- [TASK GOAL]:
What is needed is the complete listing, repeated exactly.
▼
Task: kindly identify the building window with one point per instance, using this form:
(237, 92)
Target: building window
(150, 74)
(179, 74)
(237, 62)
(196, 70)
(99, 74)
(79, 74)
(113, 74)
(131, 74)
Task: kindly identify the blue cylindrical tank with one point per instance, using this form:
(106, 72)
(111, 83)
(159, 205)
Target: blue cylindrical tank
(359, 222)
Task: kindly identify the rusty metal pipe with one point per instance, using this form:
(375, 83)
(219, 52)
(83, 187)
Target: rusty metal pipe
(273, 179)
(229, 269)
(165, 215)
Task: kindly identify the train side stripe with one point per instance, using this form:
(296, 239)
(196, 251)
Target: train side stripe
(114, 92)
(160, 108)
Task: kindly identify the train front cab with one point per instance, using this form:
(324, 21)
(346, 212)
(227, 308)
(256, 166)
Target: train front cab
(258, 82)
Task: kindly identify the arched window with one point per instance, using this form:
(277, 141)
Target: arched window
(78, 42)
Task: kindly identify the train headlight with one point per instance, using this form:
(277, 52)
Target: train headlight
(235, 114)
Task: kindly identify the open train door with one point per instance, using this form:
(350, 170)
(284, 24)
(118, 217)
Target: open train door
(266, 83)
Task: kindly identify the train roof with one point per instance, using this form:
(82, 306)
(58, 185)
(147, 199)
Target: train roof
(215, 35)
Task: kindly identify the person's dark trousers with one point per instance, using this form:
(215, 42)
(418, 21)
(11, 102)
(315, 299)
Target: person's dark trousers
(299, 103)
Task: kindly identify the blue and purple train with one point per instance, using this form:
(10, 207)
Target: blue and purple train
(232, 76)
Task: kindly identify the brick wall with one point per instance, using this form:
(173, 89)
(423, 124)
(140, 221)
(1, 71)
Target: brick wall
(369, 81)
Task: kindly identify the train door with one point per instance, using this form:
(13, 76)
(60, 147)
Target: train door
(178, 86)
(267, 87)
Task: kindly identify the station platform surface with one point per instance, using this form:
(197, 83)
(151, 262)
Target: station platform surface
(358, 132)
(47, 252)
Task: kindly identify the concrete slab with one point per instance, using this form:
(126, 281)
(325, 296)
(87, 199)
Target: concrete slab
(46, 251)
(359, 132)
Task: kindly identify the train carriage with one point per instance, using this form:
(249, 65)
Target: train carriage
▲
- [ANSWER TO THE EXERCISE]:
Task: kindly identify the building window with one point per instance, using this form:
(237, 92)
Target: building window
(150, 74)
(179, 74)
(237, 62)
(196, 70)
(99, 74)
(79, 74)
(113, 74)
(131, 74)
Task: kindly identify the blue cylindrical tank with one point per instance, using this form:
(106, 72)
(111, 83)
(159, 205)
Target: blue cylindrical tank
(359, 222)
Task: kindly identify the rusty metal pipe with one point per instance, using this form:
(375, 83)
(219, 52)
(83, 187)
Target: rusty metal pipe
(273, 179)
(229, 269)
(165, 215)
Task: kindly identify the train side stripe with one point per instance, using this form:
(296, 239)
(196, 251)
Target: train side stripe
(114, 92)
(160, 108)
Task: kindly identify the train front cab with one point per instance, using this form:
(324, 21)
(346, 212)
(227, 308)
(256, 166)
Target: train front cab
(258, 82)
Task: kindly identify the arched window with one point per instance, using this form:
(277, 141)
Target: arched window
(78, 42)
Task: kindly identify the train headlight with one point per instance, using this form:
(277, 52)
Target: train headlight
(235, 114)
Task: kindly identify the open train door with one point per instance, using this form:
(350, 170)
(284, 24)
(118, 217)
Target: open train door
(266, 83)
Task: kindly identify the train roof with one point per instance, using this form:
(82, 306)
(58, 185)
(147, 199)
Target: train roof
(215, 35)
Task: kindly identify the person's dark trousers with one point per instance, using this form:
(215, 42)
(418, 21)
(11, 102)
(315, 299)
Target: person's dark trousers
(299, 103)
Task: kindly identify the blue and purple train with one point per instance, using this form:
(10, 207)
Target: blue and purple train
(232, 76)
Task: kindly identify the brick wall with one point per instance, using this form:
(173, 89)
(423, 124)
(140, 221)
(1, 71)
Target: brick wall
(369, 81)
Task: kindly identify the train door with one point per instance, using this form:
(13, 76)
(60, 147)
Target: train door
(178, 86)
(267, 87)
Task: kindly identify the station platform surface with one point per instance, using this form:
(197, 83)
(151, 262)
Target: station platform surface
(358, 132)
(47, 252)
Task: kindly identify the concrete slab with one point per instance, using this form:
(126, 281)
(325, 296)
(87, 199)
Target: concrete slab
(46, 251)
(359, 132)
Task: kindly identify the train carriage with one point per instance, using this form:
(249, 65)
Target: train carriage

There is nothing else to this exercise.